## Goal
Rewrite the rows below, changing every "dot" to "point" and keeping everything else the same. Leave out the pictures.

## Records for this exercise

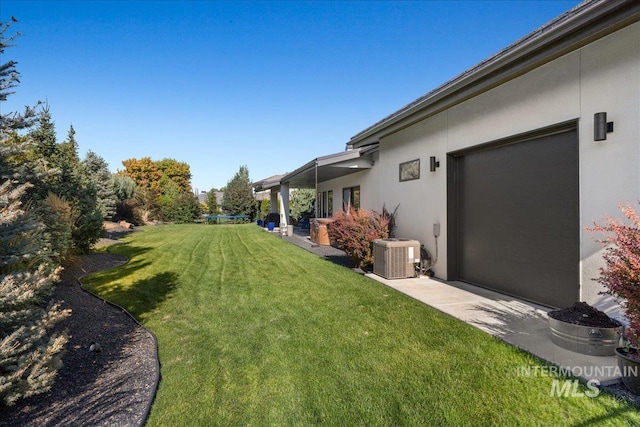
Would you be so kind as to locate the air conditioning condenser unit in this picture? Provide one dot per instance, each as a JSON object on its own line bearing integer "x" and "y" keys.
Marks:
{"x": 395, "y": 258}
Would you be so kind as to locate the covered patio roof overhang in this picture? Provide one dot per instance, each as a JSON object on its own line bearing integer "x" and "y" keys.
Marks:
{"x": 320, "y": 169}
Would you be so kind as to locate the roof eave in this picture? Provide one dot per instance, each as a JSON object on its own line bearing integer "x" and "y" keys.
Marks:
{"x": 581, "y": 25}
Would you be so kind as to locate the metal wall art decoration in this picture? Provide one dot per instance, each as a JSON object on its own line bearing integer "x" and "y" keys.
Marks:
{"x": 410, "y": 170}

## Written response
Would you be so kind as to locate the air conditioning condenser unit in this picture? Provide one point per instance, each as a JSON object on its own line bearing integer "x" and "y" keys.
Marks:
{"x": 395, "y": 258}
Would you be so kind as to locate the covered patio roof overhang in this picture? Provide one point per instance, each as a JSON object on its own line bearing integer "x" and "y" keys.
Marks:
{"x": 320, "y": 169}
Would you be so kind as to locate the roof eave in this picture? Provide one point per instance, each as a JSON object on its own line bearing integer "x" and "y" keys.
Marks:
{"x": 581, "y": 25}
Would you be so kind as to locate the metal wall art decoration in this picture? Provide one point per instance, each as a JSON object on its own line bearing integer "x" and "y" keys.
Marks:
{"x": 410, "y": 170}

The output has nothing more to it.